++++ Data for this exercise ++++
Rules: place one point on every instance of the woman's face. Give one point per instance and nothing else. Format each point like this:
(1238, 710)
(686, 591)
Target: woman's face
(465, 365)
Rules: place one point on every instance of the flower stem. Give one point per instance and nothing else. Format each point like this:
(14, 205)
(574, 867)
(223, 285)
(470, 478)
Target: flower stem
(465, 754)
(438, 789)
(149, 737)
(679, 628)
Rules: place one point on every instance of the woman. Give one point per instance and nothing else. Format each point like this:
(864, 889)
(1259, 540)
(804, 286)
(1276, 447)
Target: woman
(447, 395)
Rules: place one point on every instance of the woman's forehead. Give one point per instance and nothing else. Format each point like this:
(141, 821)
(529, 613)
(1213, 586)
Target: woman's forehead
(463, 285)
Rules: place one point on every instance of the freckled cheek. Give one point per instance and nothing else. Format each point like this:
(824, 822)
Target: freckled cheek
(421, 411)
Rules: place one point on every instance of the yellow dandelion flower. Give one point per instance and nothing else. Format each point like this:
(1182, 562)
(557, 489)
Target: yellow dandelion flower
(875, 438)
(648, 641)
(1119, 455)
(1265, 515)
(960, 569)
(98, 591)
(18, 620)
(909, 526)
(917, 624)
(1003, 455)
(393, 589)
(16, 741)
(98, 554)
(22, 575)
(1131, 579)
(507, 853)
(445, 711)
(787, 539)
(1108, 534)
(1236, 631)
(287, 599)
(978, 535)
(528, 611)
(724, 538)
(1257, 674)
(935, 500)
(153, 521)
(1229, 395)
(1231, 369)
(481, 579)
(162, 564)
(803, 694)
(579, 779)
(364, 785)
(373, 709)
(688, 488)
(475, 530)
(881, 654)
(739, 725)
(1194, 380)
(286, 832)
++++
**What you have to do**
Multiply every answer coordinate by 0.7, round to whole numbers with halves going up, and give the stretch from the line containing "Rules: place one point on every instance of the freckled" through the end of the records, with the requests included. Leave the numbers in the requests and their format samples as they are.

**The reply**
Rules: place one point on every instance of the freckled cheek. Give one point per instance and nothing else. Format each point like this:
(824, 822)
Target: freckled cheek
(295, 288)
Rules: place one point on every instance of the yellow dandelion flower. Give one point per instance and nothing else. Format each point like this:
(1182, 562)
(557, 489)
Target: yellow dandelion flower
(613, 307)
(454, 449)
(783, 319)
(886, 361)
(672, 398)
(69, 414)
(13, 434)
(636, 368)
(642, 437)
(702, 319)
(275, 412)
(11, 519)
(69, 388)
(15, 403)
(792, 405)
(355, 597)
(312, 498)
(551, 377)
(776, 374)
(865, 442)
(201, 419)
(685, 375)
(370, 428)
(507, 377)
(880, 472)
(655, 350)
(107, 365)
(860, 277)
(862, 258)
(337, 405)
(113, 395)
(562, 486)
(405, 545)
(255, 550)
(261, 496)
(482, 342)
(333, 371)
(617, 458)
(517, 508)
(836, 266)
(200, 582)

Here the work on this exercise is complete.